• INFORMATION
::::

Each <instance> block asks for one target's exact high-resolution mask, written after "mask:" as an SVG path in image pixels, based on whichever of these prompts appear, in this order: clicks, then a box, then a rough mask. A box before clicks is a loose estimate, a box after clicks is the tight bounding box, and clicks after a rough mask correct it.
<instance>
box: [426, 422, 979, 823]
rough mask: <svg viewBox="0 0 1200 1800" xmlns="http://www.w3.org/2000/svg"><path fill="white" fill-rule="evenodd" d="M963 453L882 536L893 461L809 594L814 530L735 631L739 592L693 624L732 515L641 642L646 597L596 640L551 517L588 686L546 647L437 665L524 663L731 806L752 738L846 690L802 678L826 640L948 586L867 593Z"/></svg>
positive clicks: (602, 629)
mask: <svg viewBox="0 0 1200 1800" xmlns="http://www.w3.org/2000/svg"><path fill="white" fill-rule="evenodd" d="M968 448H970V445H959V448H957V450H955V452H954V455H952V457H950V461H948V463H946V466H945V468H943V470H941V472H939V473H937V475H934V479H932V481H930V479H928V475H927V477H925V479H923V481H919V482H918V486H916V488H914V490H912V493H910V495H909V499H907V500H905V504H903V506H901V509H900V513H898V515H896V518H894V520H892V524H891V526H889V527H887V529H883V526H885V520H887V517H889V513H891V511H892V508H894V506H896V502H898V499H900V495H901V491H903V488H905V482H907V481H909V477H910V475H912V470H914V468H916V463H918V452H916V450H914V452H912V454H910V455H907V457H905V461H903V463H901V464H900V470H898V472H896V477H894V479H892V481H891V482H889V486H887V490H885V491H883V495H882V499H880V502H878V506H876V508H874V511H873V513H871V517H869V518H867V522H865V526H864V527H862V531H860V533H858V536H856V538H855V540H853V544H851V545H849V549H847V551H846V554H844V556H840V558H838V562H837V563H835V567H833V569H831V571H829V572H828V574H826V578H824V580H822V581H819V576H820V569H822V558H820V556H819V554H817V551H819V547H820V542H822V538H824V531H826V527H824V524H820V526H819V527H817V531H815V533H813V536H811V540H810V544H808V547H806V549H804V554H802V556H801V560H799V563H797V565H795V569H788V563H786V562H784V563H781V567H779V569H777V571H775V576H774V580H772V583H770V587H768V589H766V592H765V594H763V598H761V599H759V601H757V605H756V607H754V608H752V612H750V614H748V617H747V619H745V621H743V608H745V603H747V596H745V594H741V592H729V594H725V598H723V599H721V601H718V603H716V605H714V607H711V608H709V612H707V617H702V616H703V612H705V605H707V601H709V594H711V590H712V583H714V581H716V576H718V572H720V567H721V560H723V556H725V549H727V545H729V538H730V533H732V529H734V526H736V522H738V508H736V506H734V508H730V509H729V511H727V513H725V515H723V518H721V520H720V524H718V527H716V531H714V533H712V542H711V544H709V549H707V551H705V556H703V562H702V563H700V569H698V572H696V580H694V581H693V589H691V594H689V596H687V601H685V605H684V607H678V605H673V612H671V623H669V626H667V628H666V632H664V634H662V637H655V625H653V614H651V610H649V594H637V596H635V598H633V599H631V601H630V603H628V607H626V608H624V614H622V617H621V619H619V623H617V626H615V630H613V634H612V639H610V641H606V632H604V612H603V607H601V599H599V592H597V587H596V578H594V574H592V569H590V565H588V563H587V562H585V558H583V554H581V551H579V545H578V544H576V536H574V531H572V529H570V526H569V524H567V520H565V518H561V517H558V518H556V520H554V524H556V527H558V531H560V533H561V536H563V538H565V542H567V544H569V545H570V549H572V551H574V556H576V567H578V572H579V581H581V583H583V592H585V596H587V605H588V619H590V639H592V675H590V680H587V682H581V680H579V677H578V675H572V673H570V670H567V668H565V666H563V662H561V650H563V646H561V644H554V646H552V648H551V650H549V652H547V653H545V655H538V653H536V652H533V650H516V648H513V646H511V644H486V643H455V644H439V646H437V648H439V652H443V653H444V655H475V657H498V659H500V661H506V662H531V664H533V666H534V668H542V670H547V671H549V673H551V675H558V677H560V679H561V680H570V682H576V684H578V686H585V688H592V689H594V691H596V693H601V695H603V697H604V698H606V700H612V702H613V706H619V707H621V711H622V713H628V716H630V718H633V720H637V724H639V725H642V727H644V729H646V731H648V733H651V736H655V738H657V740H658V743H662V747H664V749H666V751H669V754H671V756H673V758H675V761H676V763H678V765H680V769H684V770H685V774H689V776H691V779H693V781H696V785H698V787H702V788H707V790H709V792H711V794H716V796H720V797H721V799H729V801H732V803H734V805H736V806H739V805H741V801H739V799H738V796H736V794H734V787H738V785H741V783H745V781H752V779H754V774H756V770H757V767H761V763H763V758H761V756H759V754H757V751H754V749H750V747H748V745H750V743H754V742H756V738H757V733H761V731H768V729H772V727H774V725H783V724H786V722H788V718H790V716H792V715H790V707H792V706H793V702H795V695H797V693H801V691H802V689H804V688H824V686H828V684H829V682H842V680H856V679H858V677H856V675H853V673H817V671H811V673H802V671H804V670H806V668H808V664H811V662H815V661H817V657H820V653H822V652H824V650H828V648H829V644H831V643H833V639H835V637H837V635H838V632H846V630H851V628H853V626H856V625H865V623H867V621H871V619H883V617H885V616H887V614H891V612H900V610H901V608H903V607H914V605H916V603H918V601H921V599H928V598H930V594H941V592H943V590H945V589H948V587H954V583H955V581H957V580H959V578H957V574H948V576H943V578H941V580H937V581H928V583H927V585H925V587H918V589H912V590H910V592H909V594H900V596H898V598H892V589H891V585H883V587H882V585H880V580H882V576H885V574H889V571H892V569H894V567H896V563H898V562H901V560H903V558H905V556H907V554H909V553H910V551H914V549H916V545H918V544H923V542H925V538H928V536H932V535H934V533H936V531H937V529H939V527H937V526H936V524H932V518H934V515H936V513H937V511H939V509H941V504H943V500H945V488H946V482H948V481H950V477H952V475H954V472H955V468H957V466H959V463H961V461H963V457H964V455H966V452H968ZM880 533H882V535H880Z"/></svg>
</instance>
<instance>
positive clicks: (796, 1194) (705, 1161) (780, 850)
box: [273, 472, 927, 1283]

::::

• INSTRUCTIONS FOR THE TASK
Reproduce each line above without any alteration.

• ANSWER SECTION
Each <instance> block asks for one target's exact high-resolution mask, written after "mask:" as an SVG path in image pixels, based on whichever of these prompts appear, in this order: clicks, then a box, then a rough mask. A box before clicks is a loose estimate, a box after clicks is the tight bounding box, and clicks after a rough mask correct it.
<instance>
box: [426, 422, 979, 823]
rough mask: <svg viewBox="0 0 1200 1800" xmlns="http://www.w3.org/2000/svg"><path fill="white" fill-rule="evenodd" d="M963 453L882 536L893 461L809 594L814 530L735 631L739 592L693 624L732 515L641 642L646 597L596 640L551 517L588 686L546 647L437 665L524 663L731 806L752 738L846 690L802 678L826 640L948 586L867 593Z"/></svg>
positive clicks: (602, 629)
mask: <svg viewBox="0 0 1200 1800" xmlns="http://www.w3.org/2000/svg"><path fill="white" fill-rule="evenodd" d="M968 448H970V445H959V448H957V450H955V452H954V455H952V457H950V461H948V463H946V466H945V468H943V470H941V472H939V473H937V475H934V479H932V481H930V479H928V475H927V477H925V479H923V481H919V482H918V486H916V488H914V490H912V493H910V495H909V499H907V500H905V504H903V506H901V509H900V513H898V515H896V518H894V520H892V524H891V526H889V527H887V529H883V526H885V520H887V517H889V513H891V511H892V508H894V506H896V502H898V499H900V495H901V491H903V488H905V482H907V481H909V477H910V475H912V470H914V468H916V463H918V452H916V450H914V452H912V454H910V455H907V457H905V461H903V463H901V464H900V470H898V472H896V477H894V479H892V481H891V482H889V486H887V490H885V491H883V495H882V499H880V502H878V506H876V508H874V511H873V513H871V517H869V518H867V522H865V526H864V527H862V531H860V533H858V536H856V538H855V540H853V544H851V545H849V549H847V551H846V554H844V556H840V558H838V562H837V563H835V567H833V569H831V571H829V572H828V574H826V578H824V580H822V581H819V576H820V569H822V558H820V556H819V554H817V551H819V547H820V542H822V538H824V531H826V527H824V524H820V526H819V527H817V531H815V533H813V536H811V540H810V544H808V547H806V549H804V554H802V556H801V560H799V563H797V565H795V569H788V563H786V562H784V563H781V567H779V569H777V571H775V576H774V580H772V583H770V587H768V589H766V592H765V594H763V598H761V599H759V601H757V605H756V607H754V608H752V612H750V614H748V617H747V619H745V621H743V608H745V603H747V596H745V594H741V592H729V594H725V598H723V599H721V601H718V603H716V605H714V607H711V608H709V612H707V617H702V616H703V612H705V605H707V601H709V594H711V590H712V583H714V581H716V576H718V572H720V567H721V560H723V556H725V549H727V545H729V538H730V533H732V529H734V526H736V522H738V508H736V506H734V508H730V509H729V511H727V513H725V515H723V518H721V520H720V524H718V527H716V531H714V533H712V542H711V544H709V549H707V551H705V556H703V562H702V563H700V569H698V572H696V580H694V581H693V589H691V594H689V596H687V601H685V605H684V607H678V605H673V612H671V623H669V626H667V628H666V632H664V634H662V637H655V625H653V614H651V610H649V594H637V596H635V598H633V599H631V601H630V603H628V607H626V608H624V614H622V617H621V619H619V623H617V626H615V630H613V634H612V639H610V641H606V632H604V612H603V607H601V599H599V592H597V587H596V578H594V574H592V569H590V565H588V563H587V562H585V558H583V554H581V551H579V545H578V544H576V536H574V531H572V529H570V526H569V524H567V520H565V518H561V517H558V518H556V520H554V524H556V527H558V531H560V533H561V536H563V538H565V542H567V544H569V545H570V549H572V551H574V556H576V567H578V572H579V581H581V583H583V592H585V596H587V605H588V619H590V639H592V675H590V680H587V682H581V680H579V677H578V675H572V673H570V670H567V668H565V666H563V662H561V650H563V646H561V644H554V646H552V648H551V650H549V652H547V653H545V655H538V653H536V652H533V650H516V648H513V646H511V644H486V643H455V644H439V646H437V648H439V652H443V653H444V655H475V657H498V659H500V661H506V662H531V664H533V666H534V668H542V670H547V671H549V673H551V675H558V677H560V679H561V680H570V682H576V684H578V686H585V688H592V689H594V691H596V693H601V695H603V697H604V698H606V700H612V702H613V706H619V707H621V711H622V713H628V716H630V718H633V720H637V724H639V725H642V727H644V729H646V731H648V733H651V736H655V738H657V740H658V743H662V747H664V749H666V751H669V754H671V756H673V758H675V761H676V763H678V765H680V769H684V770H685V774H689V776H691V779H693V781H696V785H698V787H702V788H707V790H709V792H711V794H716V796H720V797H721V799H729V801H732V803H734V805H736V806H739V805H741V801H739V799H738V796H736V794H734V787H738V785H741V783H745V781H752V779H754V774H756V770H757V767H761V763H763V758H761V756H759V754H757V751H754V749H750V747H748V745H750V743H754V742H756V738H757V733H761V731H768V729H772V727H774V725H783V724H786V722H788V718H790V716H792V715H790V707H792V706H793V702H795V695H797V693H801V691H802V689H804V688H824V686H828V684H829V682H842V680H856V679H858V677H856V675H853V673H817V671H811V673H802V671H804V670H806V668H808V664H811V662H815V661H817V657H820V653H822V652H824V650H828V648H829V644H831V643H833V639H835V637H837V635H838V632H846V630H851V628H853V626H856V625H865V623H867V621H871V619H883V617H885V616H887V614H891V612H900V610H901V608H903V607H914V605H916V603H918V601H921V599H928V598H930V594H941V592H943V590H945V589H948V587H954V583H955V581H957V580H959V578H957V574H948V576H943V578H941V580H937V581H928V583H927V585H925V587H918V589H912V590H910V592H909V594H900V596H898V598H892V589H891V585H883V587H882V585H880V580H882V576H885V574H889V571H892V569H894V567H896V563H898V562H901V560H903V558H905V556H907V554H909V553H910V551H914V549H916V545H918V544H923V542H925V538H928V536H932V535H934V533H936V531H937V529H939V527H937V526H936V524H932V518H934V515H936V513H937V511H939V509H941V504H943V500H945V488H946V482H948V481H950V477H952V475H954V472H955V468H957V466H959V463H961V461H963V457H964V455H966V452H968ZM880 533H882V535H880Z"/></svg>
</instance>
<instance>
positive clicks: (796, 1194) (705, 1161) (780, 850)
box: [273, 472, 927, 1283]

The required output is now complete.